### Problem requirements
Retype only what runs from the line that contains "Find the exterior" through the last line of the listing below, both lines included.
## Start Records for the task
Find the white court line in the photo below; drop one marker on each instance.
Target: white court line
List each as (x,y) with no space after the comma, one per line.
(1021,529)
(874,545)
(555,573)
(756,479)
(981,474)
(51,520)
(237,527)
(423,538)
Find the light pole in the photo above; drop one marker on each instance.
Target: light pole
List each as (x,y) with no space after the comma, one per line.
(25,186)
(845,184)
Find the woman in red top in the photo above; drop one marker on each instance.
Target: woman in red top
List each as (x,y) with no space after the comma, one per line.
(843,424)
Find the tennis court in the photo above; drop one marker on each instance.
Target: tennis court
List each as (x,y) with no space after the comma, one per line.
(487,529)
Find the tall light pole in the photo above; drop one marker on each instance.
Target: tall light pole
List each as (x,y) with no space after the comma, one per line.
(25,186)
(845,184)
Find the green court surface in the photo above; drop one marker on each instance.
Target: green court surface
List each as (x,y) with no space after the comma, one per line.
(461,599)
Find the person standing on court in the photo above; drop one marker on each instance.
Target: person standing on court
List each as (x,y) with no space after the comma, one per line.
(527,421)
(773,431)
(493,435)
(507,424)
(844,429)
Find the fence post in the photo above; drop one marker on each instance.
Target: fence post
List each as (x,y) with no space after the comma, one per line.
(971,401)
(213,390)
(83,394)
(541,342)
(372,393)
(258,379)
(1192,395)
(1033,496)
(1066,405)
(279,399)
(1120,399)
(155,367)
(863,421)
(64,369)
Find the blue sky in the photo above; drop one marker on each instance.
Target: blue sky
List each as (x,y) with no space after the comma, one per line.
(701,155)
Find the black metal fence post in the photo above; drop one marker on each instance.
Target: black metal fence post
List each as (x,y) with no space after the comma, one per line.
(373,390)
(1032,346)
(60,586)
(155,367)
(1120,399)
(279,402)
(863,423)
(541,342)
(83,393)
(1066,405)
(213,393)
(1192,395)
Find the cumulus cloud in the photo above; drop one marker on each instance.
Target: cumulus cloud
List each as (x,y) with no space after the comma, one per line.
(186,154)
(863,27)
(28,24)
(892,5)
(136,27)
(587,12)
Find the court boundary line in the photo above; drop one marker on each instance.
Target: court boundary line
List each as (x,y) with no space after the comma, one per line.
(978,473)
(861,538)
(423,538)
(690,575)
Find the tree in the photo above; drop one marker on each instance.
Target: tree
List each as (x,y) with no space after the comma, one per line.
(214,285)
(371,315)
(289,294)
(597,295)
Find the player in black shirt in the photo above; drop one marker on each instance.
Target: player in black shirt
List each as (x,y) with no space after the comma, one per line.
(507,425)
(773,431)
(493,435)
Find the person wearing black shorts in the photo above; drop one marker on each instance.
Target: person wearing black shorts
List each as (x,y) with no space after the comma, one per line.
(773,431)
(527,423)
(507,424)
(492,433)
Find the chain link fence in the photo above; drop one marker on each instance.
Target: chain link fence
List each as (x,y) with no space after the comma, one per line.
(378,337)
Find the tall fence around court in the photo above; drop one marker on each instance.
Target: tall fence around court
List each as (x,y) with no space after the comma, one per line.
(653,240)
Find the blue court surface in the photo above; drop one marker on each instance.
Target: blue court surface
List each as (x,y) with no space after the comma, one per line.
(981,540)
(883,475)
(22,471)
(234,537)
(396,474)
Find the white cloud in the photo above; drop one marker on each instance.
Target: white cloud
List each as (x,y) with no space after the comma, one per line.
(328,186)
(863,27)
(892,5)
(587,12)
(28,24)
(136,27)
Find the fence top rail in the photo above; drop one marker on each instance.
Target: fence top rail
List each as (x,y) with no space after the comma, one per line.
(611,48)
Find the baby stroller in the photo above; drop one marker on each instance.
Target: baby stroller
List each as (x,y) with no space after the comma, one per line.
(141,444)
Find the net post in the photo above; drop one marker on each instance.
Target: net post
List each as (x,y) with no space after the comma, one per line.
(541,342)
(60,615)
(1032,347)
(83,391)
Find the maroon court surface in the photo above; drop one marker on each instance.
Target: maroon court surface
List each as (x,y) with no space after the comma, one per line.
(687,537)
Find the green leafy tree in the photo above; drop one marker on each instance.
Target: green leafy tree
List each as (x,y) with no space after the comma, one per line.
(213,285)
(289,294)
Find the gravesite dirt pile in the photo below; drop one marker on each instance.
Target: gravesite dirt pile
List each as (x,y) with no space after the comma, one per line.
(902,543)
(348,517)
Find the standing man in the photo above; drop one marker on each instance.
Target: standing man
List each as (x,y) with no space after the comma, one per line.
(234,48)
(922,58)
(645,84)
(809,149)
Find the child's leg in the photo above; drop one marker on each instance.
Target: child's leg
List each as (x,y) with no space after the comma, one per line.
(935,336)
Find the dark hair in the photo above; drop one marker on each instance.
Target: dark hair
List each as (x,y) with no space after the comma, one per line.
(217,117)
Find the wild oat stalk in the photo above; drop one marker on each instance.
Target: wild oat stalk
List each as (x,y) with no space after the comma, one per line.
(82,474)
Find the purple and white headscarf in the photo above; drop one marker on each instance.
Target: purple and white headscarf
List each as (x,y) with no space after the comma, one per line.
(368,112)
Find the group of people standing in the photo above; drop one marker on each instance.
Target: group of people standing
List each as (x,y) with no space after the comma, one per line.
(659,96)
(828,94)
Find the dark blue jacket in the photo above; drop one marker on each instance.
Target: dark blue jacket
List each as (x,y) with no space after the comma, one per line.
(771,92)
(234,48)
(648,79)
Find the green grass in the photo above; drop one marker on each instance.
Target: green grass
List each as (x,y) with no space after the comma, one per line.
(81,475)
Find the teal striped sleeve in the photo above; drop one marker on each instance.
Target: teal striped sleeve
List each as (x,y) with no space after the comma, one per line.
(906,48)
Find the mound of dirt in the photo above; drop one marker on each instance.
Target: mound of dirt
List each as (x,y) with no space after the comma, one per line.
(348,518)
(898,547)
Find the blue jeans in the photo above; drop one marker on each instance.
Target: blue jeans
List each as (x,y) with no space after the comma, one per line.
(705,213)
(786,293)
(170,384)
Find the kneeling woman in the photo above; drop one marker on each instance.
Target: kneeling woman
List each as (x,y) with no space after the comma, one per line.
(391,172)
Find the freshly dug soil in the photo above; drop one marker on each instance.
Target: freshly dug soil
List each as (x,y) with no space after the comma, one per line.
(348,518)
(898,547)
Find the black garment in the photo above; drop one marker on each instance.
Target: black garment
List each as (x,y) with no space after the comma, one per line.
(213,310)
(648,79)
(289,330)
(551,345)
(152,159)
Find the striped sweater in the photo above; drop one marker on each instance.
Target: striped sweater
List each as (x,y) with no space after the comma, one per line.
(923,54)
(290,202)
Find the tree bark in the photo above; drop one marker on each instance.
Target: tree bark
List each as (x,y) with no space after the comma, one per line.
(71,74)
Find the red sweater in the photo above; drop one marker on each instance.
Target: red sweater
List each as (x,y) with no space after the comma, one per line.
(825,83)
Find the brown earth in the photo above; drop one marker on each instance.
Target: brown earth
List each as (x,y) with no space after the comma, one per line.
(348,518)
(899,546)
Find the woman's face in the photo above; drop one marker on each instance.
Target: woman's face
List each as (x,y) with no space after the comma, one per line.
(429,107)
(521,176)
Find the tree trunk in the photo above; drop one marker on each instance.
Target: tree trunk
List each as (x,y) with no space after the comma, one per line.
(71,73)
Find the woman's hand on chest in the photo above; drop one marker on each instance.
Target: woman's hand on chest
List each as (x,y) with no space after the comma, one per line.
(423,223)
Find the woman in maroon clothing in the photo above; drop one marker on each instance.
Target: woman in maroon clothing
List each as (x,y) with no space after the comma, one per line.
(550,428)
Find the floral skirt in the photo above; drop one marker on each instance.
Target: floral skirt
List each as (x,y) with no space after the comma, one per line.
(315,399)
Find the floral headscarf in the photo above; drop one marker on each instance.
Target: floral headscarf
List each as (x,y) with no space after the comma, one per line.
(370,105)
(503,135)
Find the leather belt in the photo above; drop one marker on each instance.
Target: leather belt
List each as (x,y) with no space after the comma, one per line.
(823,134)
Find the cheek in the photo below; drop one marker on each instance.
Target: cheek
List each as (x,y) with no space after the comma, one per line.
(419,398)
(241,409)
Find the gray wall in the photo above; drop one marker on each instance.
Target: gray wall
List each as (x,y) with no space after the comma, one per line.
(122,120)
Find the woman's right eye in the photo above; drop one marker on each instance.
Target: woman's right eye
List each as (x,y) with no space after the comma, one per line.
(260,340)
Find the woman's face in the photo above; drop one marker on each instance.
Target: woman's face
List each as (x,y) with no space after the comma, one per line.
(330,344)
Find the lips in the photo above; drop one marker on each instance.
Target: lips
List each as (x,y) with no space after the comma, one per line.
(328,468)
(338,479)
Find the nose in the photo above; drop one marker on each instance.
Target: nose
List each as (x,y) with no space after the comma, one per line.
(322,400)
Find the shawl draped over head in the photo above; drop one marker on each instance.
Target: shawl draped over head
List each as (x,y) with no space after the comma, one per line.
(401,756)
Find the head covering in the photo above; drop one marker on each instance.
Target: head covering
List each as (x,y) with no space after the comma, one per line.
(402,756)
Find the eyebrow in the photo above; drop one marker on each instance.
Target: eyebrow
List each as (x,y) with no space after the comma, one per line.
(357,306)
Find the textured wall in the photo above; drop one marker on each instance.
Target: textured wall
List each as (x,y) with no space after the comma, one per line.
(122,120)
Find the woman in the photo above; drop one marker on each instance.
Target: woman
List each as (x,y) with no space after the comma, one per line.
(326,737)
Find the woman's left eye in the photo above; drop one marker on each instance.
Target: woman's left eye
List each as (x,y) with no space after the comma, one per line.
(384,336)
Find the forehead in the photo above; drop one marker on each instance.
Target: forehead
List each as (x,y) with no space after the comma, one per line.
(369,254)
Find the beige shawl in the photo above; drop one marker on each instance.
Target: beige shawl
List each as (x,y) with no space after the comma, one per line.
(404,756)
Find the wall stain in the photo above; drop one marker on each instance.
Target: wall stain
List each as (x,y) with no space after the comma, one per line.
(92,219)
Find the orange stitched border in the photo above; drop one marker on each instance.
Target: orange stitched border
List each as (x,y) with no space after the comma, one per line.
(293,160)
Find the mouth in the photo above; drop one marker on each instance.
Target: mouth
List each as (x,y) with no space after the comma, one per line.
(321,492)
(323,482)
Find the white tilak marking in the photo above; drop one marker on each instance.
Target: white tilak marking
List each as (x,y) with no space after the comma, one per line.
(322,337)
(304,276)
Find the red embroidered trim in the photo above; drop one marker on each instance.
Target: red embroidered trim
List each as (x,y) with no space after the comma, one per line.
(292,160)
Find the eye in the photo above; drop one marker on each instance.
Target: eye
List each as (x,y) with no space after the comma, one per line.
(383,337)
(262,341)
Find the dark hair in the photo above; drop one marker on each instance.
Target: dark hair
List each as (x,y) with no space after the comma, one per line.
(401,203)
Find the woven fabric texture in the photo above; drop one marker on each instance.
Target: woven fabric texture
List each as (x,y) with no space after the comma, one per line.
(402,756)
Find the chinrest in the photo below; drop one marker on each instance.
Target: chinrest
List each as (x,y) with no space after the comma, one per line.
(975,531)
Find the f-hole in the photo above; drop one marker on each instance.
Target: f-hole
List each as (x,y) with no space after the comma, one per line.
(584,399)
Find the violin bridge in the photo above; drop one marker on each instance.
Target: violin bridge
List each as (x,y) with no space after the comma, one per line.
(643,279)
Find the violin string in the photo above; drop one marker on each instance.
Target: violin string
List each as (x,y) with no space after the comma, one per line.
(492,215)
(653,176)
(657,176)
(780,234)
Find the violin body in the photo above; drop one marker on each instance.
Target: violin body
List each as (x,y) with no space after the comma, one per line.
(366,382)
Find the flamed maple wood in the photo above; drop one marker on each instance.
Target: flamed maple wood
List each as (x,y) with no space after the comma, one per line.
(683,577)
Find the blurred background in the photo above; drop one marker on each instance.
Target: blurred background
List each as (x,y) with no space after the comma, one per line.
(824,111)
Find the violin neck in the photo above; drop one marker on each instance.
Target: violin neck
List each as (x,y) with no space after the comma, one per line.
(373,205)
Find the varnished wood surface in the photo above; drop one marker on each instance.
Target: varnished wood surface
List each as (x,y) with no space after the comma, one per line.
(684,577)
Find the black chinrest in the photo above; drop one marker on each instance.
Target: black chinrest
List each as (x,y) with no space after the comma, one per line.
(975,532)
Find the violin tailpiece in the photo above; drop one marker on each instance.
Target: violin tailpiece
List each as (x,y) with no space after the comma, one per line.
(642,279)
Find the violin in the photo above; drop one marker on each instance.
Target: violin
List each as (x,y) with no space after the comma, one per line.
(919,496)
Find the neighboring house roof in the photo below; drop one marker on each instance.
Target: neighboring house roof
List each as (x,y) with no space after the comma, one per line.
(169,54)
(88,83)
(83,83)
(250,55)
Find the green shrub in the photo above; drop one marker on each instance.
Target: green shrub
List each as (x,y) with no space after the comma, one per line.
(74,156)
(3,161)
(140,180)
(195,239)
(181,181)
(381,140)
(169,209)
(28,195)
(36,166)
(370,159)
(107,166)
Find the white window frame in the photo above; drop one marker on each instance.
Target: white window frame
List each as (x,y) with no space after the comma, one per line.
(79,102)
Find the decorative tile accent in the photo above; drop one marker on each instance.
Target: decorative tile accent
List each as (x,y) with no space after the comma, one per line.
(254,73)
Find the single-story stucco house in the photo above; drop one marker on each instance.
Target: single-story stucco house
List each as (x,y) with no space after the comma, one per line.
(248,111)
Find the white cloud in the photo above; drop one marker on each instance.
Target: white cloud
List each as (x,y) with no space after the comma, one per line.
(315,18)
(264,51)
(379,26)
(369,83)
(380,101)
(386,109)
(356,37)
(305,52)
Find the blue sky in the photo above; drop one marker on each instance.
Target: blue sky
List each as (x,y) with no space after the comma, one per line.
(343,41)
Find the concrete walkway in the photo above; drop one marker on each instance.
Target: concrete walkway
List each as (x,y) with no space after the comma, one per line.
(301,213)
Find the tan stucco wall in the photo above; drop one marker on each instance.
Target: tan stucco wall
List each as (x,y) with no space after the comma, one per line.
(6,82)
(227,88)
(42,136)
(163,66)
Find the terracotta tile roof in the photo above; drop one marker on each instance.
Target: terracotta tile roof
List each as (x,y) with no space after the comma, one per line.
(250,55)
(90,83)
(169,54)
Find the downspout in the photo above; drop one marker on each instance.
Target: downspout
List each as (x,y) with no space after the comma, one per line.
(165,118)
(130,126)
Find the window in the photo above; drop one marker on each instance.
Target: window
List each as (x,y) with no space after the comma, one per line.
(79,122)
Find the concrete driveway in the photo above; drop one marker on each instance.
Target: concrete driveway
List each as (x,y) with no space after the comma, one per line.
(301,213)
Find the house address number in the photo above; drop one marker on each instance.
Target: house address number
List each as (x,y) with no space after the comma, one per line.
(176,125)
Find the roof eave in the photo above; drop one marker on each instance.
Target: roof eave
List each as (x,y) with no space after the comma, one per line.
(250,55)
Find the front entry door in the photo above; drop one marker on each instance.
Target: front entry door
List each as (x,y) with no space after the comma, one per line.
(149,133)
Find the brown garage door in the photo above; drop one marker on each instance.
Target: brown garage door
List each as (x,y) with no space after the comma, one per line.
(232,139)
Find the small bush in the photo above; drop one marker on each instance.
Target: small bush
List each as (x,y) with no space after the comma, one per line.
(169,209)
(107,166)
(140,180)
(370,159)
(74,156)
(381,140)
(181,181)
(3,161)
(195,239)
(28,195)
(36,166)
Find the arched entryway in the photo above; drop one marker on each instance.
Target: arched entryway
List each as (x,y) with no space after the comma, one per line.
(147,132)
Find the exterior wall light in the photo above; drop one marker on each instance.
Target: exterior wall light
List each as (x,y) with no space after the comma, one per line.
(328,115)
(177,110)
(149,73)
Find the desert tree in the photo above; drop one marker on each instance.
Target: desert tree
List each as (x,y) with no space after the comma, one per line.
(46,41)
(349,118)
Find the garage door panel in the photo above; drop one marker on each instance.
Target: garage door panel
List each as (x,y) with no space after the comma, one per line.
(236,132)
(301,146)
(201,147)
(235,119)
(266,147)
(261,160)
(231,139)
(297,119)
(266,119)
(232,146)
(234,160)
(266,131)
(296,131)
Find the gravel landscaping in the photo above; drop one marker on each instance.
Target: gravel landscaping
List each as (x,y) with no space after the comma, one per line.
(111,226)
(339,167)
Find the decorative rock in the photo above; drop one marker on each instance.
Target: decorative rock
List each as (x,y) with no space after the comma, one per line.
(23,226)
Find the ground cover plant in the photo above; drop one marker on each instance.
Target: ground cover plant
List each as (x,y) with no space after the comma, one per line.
## End Records for the task
### Task solution
Find the exterior wall light in the photo above; drop one marker on each instance.
Target: exterior wall light
List each as (x,y) with no space after the comma, one per line.
(328,115)
(177,110)
(149,73)
Find the desert tree in the photo above; drop one marker on each instance.
Target: desert tree
List each as (x,y) with no space after the comma, one per line.
(46,41)
(349,118)
Find the garage door panel in the photo above; drop one marker on each instance.
Target: garage door panel
List each as (x,y) with no space after the comma, one per line.
(236,132)
(301,146)
(201,147)
(235,119)
(266,147)
(261,160)
(231,139)
(297,119)
(266,119)
(232,146)
(234,160)
(266,131)
(296,131)
Find the gravel landscaping in the photo above; drop one marker on each instance.
Target: gravel landscaping
List each as (x,y) with no space after the comma, one per line.
(111,226)
(339,167)
Find the decorative rock in the photo above; drop one marker on each instance.
Target: decorative rock
List each as (x,y) with no space after the comma, one per line.
(23,226)
Find the ground cover plant in the photo above; drop one marker on each instance.
Target: ground cover plant
List each as (x,y) with no space after the comma, one per line.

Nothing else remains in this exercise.